**CHALLENGE**
Return each entry exactly, omitting nothing.
## Start
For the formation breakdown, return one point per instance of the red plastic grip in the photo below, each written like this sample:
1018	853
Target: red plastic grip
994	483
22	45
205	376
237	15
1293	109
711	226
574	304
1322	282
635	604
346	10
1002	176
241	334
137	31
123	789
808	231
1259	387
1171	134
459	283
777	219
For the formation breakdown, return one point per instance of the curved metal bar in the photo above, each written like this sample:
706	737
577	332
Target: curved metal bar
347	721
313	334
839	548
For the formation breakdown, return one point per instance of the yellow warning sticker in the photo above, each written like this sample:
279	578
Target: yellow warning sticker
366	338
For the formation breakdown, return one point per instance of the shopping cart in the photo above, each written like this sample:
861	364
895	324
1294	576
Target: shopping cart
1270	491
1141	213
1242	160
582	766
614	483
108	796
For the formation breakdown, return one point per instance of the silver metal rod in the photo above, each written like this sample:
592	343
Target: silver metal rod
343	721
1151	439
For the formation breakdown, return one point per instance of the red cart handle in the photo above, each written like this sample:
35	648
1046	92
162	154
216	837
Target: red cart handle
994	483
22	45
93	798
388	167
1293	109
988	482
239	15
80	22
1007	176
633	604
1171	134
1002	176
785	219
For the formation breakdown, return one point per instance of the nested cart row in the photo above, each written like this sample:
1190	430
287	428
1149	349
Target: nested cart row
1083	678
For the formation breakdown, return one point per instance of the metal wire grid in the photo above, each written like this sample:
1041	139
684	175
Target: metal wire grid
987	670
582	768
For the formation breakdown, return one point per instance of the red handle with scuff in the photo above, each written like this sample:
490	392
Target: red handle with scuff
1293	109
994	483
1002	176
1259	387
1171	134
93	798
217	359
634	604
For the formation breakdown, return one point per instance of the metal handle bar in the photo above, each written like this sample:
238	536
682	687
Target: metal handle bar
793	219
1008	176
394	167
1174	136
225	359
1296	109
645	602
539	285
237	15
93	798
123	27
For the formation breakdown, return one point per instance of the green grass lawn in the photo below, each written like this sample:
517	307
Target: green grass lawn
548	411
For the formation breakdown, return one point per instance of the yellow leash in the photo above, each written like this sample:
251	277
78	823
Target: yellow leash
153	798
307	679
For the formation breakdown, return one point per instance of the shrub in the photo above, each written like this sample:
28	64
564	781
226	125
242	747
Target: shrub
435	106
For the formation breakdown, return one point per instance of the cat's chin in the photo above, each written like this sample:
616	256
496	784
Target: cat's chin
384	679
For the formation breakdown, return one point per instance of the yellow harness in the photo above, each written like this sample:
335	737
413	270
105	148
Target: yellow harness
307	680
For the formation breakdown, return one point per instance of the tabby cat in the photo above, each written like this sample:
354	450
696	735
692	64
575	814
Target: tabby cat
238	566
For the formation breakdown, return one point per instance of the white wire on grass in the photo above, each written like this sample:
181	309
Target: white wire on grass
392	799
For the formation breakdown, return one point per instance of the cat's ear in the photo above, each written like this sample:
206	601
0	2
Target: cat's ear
## End
**WORKED ANSWER**
For the formation breakdown, return one point per instance of the red plastic grip in the photo below, each written like this sample:
1018	853
Target: red plastic grip
994	483
22	45
205	376
237	15
1293	109
711	226
574	304
1322	282
635	604
346	10
1002	176
241	334
137	31
123	789
808	231
1259	387
1171	134
459	283
777	219
For the formation breakdown, return one point per instance of the curved metal bar in the photo above, each written like this sample:
706	737
577	332
Target: curved metal bar
347	721
313	334
839	548
For the formation breakdown, return one point per instance of the yellow warning sticker in the photo above, each written like this sample:
279	578
Target: yellow warning sticker
366	338
For the formation breakdown, return one point per instance of the shopping cart in the photo above, each written like this sample:
861	364
895	324
1294	576
Target: shopping cart
1270	491
1141	213
1242	160
582	766
614	483
108	796
For the formation breakdown, return one point per instance of the silver metal rod in the photo above, each written like this sample:
592	343
Target: silver metal rod
343	721
1151	439
For the formation breakdown, return one point per instance of the red cart handle in the photo above, each written like this sample:
35	648
1046	92
162	154
216	837
Target: red cart handle
994	483
22	45
93	798
388	167
1293	109
988	482
239	15
80	22
1007	176
633	604
1171	134
1002	176
785	219
For the formation breakdown, return one point per instance of the nested cart row in the photo above, each written like this sample:
1190	430
287	428
1149	349
Target: nested cart row
1083	678
For the formation breakdown, return one point per instance of the metal wire grid in the photo above, each written like this sample:
1041	139
684	175
Target: metal wire grid
987	670
582	768
For the formation breakdown, return one point per instance of the red handle with scuff in the photo above, each written like this sample:
490	392
Target: red handle with scuff
1293	109
994	483
1002	176
1259	387
1171	134
93	798
217	359
634	604
For the formation breakdown, return one point per instance of the metal handle bar in the photo above, each written like this sample:
238	536
682	687
Target: metal handle bar
793	219
1008	176
394	167
1174	136
225	359
1296	109
645	602
539	285
237	15
93	798
123	27
For the formation breakdown, return one point per instance of the green grass lawn in the photo below, each written like this sample:
517	307
Target: green grass lawn
548	411
For the formation breakdown, return one point per instance of the yellow leash in the photo above, each written like this sample:
251	277
78	823
Target: yellow leash
153	798
307	679
For the formation breakdown, return one point per instance of the shrub in the photo above, each written like this sample:
28	64
564	781
226	125
242	747
Target: shrub
435	106
For the formation breakdown, return one point per instance of the cat's chin in the photo above, each written like this sample:
616	256
496	784
Target: cat's chin
384	679
For the formation breakdown, return one point per instance of the yellow harness in the photo above, each written like this sample:
335	737
413	270
105	148
Target: yellow harness
307	680
For the formation breakdown, return one point per instance of the tabby cat in the photo above, each written like this sample:
354	450
696	735
692	64
575	814
Target: tabby cat
238	566
For the formation breakdown, return one point per instance of the white wire on grass in the photo above, each written like this sample:
181	309
Target: white wire on grass
392	799
For the formation breakdown, return one point per instance of the cat's ear in the photo above, each written like this sample:
206	601
0	2
Target: cat's ear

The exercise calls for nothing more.